- _Task_
Write out the entries again with no changes. Start at the line that contains "like [52, 235]." and stop after the last line of the entries.

- _Task material_
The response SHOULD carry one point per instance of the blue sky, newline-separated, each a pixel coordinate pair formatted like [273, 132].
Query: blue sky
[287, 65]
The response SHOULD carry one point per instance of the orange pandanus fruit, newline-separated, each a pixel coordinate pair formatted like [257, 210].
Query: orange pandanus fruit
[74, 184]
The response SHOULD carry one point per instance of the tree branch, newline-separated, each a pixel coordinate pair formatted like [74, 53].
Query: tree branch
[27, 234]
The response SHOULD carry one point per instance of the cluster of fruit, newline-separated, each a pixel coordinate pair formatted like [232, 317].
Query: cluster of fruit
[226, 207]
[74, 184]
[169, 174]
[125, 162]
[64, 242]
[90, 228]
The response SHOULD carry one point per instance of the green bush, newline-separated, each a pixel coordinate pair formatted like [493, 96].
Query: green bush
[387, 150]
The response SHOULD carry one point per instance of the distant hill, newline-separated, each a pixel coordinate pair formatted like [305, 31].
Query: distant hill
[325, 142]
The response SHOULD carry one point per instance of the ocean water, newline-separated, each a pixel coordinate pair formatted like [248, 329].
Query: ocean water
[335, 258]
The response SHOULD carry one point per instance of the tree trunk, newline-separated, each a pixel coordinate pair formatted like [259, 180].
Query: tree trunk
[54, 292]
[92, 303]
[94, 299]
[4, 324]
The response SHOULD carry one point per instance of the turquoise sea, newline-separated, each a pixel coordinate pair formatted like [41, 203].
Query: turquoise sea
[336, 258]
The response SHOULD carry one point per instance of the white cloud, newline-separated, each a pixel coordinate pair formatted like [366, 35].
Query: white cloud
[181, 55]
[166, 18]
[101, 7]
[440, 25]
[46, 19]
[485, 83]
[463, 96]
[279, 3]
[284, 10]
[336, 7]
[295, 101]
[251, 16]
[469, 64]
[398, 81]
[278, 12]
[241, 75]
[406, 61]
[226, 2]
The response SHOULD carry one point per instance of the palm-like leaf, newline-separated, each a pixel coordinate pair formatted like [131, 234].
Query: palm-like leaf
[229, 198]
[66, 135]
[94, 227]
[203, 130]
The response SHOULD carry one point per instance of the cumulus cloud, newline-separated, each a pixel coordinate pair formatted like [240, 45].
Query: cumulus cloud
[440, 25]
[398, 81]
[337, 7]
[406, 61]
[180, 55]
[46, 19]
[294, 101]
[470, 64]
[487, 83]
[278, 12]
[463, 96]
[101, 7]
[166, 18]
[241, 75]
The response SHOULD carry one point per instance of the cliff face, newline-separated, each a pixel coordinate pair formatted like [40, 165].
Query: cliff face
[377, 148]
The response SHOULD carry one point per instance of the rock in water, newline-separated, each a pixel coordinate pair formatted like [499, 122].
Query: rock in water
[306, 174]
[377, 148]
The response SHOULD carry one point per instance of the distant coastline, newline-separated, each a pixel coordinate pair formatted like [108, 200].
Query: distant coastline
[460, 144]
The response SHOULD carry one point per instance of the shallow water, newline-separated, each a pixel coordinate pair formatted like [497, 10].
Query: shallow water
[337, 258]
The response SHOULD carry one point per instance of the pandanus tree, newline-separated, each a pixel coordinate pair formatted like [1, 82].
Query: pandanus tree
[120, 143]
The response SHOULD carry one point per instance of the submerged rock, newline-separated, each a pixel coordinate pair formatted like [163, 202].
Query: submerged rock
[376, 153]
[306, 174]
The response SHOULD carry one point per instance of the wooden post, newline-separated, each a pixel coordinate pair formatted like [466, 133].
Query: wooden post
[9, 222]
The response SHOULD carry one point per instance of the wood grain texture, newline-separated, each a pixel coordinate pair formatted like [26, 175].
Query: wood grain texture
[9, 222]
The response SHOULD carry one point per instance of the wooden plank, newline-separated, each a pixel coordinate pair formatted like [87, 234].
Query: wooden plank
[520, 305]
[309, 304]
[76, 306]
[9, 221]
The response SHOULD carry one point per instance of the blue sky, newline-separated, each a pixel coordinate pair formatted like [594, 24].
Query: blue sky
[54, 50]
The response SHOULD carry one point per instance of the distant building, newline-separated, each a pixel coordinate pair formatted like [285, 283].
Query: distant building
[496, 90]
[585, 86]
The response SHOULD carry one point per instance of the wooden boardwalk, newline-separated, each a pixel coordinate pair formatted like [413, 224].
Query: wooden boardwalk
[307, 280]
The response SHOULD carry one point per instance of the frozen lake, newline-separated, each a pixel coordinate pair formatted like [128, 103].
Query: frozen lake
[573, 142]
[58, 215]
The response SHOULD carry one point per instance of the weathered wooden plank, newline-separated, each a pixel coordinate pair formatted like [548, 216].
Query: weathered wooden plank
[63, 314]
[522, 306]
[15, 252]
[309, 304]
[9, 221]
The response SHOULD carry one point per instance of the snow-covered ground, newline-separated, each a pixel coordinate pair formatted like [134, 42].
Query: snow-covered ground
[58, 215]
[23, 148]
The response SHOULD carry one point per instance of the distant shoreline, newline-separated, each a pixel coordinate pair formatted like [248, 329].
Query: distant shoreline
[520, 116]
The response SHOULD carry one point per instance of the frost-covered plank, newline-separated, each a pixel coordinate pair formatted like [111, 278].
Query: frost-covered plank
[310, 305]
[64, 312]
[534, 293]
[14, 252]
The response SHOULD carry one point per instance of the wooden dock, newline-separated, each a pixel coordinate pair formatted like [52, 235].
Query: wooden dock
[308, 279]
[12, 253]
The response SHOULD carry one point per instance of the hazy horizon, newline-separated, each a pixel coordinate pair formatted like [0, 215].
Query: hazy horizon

- _In response_
The response SHOULD carry one point per instance of the wooden dock, newline-separated, each a pixel coordinate pair formatted like [52, 235].
Query: wooden dock
[308, 279]
[12, 253]
The response SHOULD carry one point per instance of the hazy horizon, newline-separated, each a pixel coordinate pair formatted like [0, 215].
Query: hazy horizon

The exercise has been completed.